Goal of the exercise: Your response should consist solely of the lines from the one containing "Target: guitar headstock" through the final line of the entries, repeated exactly.

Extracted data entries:
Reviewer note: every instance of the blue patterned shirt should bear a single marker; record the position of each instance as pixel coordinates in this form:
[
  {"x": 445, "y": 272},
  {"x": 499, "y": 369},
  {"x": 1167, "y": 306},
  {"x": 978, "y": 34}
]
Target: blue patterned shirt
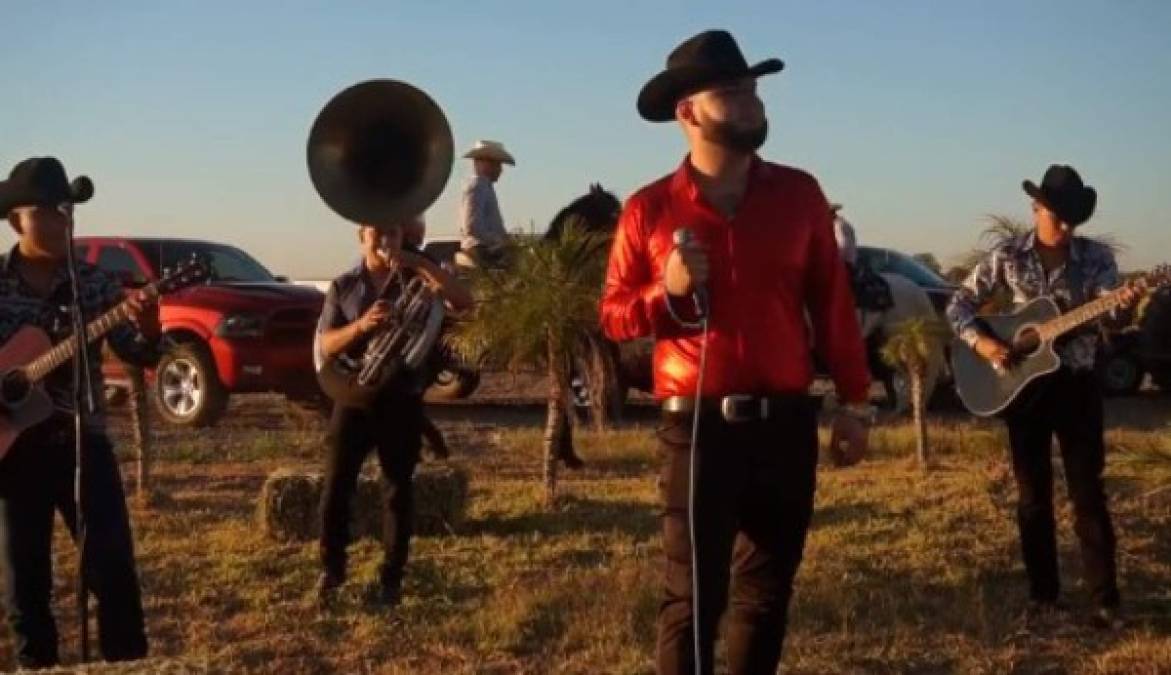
[
  {"x": 1017, "y": 266},
  {"x": 22, "y": 306}
]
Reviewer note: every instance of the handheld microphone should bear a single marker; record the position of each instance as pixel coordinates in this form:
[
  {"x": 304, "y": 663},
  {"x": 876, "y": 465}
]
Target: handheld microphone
[
  {"x": 683, "y": 238},
  {"x": 82, "y": 189}
]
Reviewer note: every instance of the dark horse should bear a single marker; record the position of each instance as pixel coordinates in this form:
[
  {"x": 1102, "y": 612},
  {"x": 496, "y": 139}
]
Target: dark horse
[{"x": 597, "y": 210}]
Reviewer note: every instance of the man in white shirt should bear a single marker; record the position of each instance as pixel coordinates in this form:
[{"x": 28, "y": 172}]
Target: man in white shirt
[
  {"x": 847, "y": 241},
  {"x": 481, "y": 227}
]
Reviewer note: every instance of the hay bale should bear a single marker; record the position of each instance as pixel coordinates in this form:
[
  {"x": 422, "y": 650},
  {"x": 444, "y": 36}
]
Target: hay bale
[
  {"x": 289, "y": 503},
  {"x": 152, "y": 666}
]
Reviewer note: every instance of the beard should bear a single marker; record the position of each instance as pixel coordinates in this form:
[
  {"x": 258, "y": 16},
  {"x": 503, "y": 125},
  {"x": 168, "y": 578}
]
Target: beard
[{"x": 735, "y": 137}]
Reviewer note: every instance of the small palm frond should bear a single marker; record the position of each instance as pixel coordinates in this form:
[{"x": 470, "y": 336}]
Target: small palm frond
[
  {"x": 548, "y": 291},
  {"x": 913, "y": 342}
]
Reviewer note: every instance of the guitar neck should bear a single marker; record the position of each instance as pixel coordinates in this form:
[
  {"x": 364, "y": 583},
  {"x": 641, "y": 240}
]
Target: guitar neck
[
  {"x": 1056, "y": 327},
  {"x": 95, "y": 331}
]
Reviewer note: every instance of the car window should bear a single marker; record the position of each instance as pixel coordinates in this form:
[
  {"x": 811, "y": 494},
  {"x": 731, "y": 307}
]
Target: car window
[
  {"x": 226, "y": 263},
  {"x": 915, "y": 271},
  {"x": 118, "y": 263},
  {"x": 887, "y": 261}
]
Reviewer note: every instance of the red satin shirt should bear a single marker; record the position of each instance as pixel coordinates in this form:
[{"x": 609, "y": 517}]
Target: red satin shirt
[{"x": 771, "y": 263}]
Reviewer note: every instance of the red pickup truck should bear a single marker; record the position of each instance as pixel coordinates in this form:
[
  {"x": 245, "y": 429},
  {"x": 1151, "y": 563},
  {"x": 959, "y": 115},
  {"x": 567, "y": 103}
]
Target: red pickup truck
[{"x": 245, "y": 331}]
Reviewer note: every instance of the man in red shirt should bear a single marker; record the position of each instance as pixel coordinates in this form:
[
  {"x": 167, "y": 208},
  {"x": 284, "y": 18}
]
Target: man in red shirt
[{"x": 762, "y": 258}]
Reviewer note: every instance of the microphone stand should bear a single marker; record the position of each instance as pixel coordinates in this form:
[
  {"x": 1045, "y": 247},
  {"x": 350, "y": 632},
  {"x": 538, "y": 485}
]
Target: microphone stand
[{"x": 83, "y": 396}]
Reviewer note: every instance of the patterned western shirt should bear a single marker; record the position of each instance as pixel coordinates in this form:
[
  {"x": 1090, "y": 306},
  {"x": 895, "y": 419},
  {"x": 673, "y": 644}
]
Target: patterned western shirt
[
  {"x": 1015, "y": 266},
  {"x": 21, "y": 306}
]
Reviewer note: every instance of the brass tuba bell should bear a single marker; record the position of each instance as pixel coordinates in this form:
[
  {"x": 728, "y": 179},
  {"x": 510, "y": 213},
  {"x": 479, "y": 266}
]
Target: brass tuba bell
[{"x": 379, "y": 151}]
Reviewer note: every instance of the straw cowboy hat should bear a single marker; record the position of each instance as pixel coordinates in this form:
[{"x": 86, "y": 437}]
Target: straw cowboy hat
[{"x": 490, "y": 150}]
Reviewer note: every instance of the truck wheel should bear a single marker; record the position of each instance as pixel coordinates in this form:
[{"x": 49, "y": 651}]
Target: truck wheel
[
  {"x": 454, "y": 382},
  {"x": 1120, "y": 374},
  {"x": 187, "y": 389}
]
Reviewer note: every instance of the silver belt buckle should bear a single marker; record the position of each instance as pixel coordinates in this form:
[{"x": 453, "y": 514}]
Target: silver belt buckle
[{"x": 730, "y": 407}]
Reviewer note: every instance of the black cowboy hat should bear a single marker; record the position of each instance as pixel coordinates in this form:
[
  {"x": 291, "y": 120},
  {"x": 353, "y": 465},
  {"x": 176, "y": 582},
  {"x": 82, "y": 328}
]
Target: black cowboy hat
[
  {"x": 1063, "y": 192},
  {"x": 710, "y": 58},
  {"x": 41, "y": 182}
]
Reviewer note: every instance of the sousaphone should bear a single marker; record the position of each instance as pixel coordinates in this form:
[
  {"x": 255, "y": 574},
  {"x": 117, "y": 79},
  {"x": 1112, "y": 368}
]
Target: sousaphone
[{"x": 381, "y": 151}]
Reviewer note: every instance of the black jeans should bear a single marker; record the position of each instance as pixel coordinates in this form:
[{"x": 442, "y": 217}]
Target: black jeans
[
  {"x": 36, "y": 477},
  {"x": 754, "y": 492},
  {"x": 394, "y": 428},
  {"x": 1067, "y": 404}
]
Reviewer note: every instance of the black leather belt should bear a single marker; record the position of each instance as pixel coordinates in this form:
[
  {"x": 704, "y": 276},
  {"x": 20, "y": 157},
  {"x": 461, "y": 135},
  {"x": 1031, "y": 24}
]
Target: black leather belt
[{"x": 735, "y": 408}]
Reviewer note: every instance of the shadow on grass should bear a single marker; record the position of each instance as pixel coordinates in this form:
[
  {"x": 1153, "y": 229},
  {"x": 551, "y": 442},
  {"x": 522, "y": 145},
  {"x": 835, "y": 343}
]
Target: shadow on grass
[{"x": 573, "y": 516}]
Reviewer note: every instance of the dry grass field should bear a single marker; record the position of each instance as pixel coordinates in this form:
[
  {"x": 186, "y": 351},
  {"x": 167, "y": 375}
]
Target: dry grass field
[{"x": 904, "y": 572}]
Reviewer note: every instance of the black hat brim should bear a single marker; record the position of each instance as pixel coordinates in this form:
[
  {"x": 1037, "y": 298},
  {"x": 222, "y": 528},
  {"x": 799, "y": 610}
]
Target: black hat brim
[
  {"x": 658, "y": 96},
  {"x": 14, "y": 195},
  {"x": 1074, "y": 212}
]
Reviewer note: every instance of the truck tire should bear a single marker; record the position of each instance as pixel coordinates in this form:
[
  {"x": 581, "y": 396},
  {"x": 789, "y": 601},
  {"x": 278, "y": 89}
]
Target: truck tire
[
  {"x": 187, "y": 389},
  {"x": 1120, "y": 373},
  {"x": 454, "y": 382}
]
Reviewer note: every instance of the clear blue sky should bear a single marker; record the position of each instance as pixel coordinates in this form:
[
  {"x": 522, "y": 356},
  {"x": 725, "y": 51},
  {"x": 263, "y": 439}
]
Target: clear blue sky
[{"x": 920, "y": 116}]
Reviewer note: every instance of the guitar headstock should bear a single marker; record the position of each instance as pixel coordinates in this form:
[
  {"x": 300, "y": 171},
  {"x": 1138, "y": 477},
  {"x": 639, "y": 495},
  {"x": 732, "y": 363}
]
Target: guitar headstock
[
  {"x": 186, "y": 273},
  {"x": 1158, "y": 278}
]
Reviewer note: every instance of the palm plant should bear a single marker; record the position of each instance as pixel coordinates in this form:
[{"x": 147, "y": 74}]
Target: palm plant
[
  {"x": 538, "y": 312},
  {"x": 911, "y": 347}
]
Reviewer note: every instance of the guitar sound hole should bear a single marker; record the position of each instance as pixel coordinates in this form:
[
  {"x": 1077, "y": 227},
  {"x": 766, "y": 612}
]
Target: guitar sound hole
[
  {"x": 14, "y": 388},
  {"x": 1027, "y": 342}
]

Answer to this exercise:
Target: guitar headstock
[
  {"x": 186, "y": 273},
  {"x": 1158, "y": 278}
]
Reviewer note: every instance of the palm plant should bear a single marker; record the position of each instance as pixel coordinates in this form:
[{"x": 147, "y": 74}]
Target: palm plant
[
  {"x": 538, "y": 312},
  {"x": 911, "y": 347}
]
Reviewer note: every instance of the guitar sound hole should bear a single marker; record the position of each instance as pixel coordinates in this form:
[
  {"x": 1077, "y": 227},
  {"x": 766, "y": 612}
]
Target: guitar sound hole
[
  {"x": 14, "y": 388},
  {"x": 1027, "y": 342}
]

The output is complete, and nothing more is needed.